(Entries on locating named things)
----

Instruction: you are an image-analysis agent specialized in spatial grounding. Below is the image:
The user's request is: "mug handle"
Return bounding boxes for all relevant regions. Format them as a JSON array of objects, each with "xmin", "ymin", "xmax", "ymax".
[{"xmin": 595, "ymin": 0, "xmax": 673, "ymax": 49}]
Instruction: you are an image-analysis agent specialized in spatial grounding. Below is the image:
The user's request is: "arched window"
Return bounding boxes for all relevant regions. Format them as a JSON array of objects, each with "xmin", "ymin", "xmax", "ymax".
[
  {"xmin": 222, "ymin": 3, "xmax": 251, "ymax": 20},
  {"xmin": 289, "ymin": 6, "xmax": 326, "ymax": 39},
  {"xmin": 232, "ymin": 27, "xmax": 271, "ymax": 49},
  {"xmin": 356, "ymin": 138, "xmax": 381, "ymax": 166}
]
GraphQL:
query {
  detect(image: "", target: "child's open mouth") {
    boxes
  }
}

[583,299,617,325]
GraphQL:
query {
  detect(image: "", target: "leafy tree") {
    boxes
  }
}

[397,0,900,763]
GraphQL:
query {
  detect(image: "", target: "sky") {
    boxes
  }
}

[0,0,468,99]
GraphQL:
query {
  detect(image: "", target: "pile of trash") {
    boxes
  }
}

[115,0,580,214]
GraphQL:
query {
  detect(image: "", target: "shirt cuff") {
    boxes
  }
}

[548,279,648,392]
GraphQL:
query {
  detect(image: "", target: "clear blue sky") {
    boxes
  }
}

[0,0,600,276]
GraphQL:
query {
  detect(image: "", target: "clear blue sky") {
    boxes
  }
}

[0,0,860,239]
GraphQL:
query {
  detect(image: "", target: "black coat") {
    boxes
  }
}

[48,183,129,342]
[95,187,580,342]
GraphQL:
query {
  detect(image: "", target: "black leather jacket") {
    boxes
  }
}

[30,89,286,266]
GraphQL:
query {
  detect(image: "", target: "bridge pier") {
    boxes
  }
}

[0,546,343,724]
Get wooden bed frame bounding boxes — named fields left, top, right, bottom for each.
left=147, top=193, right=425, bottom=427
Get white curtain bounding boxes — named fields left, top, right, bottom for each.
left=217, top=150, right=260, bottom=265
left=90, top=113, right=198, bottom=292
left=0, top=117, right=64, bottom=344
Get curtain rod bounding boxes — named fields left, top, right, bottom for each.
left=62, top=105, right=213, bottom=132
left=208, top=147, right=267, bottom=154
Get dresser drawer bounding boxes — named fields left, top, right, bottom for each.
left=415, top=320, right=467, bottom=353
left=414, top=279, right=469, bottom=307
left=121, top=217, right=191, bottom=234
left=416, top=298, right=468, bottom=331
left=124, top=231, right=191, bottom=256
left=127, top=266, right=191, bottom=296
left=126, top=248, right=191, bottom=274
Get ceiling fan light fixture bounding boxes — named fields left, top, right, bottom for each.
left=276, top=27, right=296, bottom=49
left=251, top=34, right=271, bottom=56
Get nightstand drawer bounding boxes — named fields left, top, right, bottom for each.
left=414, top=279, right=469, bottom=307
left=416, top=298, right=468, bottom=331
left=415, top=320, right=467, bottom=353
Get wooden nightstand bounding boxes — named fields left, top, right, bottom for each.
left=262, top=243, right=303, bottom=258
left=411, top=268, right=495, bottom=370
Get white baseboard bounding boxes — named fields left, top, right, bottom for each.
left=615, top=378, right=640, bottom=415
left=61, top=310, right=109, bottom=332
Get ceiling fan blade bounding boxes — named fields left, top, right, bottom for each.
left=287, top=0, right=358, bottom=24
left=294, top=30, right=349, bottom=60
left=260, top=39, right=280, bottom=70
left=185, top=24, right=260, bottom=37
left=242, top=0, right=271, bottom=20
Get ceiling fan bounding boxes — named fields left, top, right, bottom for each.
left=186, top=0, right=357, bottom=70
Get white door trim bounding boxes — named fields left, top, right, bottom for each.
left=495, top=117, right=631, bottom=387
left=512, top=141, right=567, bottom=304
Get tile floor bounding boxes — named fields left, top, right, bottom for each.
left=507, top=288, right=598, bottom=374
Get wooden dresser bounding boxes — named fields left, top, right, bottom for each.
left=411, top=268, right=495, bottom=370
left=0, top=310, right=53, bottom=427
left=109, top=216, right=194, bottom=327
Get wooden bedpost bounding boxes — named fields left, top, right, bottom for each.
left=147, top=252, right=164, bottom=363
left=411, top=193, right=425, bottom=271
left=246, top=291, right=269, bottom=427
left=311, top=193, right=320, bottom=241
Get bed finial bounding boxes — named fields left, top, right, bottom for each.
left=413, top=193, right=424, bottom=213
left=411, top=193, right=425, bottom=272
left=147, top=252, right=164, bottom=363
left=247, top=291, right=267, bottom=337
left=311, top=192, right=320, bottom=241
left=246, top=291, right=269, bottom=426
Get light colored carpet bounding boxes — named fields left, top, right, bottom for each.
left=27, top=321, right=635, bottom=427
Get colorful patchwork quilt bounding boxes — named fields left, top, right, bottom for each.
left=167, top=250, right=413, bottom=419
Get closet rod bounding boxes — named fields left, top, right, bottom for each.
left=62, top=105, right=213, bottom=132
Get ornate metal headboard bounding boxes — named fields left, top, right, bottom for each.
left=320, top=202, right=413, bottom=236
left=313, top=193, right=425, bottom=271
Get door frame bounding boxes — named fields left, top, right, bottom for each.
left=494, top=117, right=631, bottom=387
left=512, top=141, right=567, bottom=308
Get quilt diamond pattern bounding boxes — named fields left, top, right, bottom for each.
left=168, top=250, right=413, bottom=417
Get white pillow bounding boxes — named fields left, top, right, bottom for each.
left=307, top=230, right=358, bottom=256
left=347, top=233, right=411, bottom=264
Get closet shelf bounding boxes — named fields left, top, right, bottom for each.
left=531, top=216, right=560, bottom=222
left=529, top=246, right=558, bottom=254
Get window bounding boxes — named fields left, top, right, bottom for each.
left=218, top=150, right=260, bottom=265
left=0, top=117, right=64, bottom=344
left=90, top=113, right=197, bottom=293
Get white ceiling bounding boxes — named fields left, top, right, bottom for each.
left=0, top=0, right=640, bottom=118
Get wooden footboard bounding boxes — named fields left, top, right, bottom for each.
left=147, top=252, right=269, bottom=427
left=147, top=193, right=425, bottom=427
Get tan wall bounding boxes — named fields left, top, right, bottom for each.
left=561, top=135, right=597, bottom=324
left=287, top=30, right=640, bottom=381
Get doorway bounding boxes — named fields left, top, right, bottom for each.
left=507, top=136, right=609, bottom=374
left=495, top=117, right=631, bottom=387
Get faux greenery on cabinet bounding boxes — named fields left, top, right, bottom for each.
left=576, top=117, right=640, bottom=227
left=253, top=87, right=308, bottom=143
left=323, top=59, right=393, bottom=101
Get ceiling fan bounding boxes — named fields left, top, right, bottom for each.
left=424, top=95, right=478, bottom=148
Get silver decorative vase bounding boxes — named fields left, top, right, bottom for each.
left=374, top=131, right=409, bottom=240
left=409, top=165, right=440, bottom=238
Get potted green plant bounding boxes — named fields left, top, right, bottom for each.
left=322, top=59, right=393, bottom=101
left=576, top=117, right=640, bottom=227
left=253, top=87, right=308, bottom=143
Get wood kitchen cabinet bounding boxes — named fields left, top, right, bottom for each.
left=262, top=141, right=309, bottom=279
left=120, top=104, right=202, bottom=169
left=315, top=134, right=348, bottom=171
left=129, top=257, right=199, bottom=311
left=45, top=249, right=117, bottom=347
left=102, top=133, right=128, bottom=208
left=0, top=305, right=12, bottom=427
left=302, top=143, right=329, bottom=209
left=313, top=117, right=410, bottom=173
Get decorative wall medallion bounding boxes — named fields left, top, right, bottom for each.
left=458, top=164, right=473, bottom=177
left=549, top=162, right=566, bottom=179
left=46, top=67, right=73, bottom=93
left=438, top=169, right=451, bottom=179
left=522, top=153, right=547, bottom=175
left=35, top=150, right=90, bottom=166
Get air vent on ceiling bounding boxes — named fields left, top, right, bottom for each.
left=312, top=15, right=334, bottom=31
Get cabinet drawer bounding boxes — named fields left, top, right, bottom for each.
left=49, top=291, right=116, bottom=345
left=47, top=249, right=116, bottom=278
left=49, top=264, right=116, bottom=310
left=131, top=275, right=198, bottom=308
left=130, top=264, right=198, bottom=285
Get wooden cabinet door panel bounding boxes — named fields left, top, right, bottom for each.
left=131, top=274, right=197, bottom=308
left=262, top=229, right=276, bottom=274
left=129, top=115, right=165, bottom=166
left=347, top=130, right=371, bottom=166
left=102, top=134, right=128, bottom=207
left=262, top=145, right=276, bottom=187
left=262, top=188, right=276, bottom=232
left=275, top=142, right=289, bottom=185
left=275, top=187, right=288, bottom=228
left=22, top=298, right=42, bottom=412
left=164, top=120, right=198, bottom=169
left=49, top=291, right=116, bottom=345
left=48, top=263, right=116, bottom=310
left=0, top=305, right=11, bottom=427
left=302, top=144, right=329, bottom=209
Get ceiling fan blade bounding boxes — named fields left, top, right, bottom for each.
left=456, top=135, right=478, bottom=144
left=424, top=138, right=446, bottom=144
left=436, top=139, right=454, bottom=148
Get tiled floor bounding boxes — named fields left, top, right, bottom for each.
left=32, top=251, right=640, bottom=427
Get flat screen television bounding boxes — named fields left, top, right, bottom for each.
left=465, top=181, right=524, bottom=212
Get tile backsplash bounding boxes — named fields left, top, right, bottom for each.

----

**WORK TO COMPLETE:** Copy the stretch from the line containing "Get tiled floor" through the end of the records, with each line unchanged.

**THE REPLY:**
Get tiled floor bounding boxes — named fields left, top, right, bottom for each.
left=32, top=251, right=640, bottom=427
Get flat screen television bounding boxes — named fields left, top, right, bottom for each.
left=465, top=181, right=524, bottom=212
Get tile backsplash bounding boxes — named fields left, top, right, bottom for each.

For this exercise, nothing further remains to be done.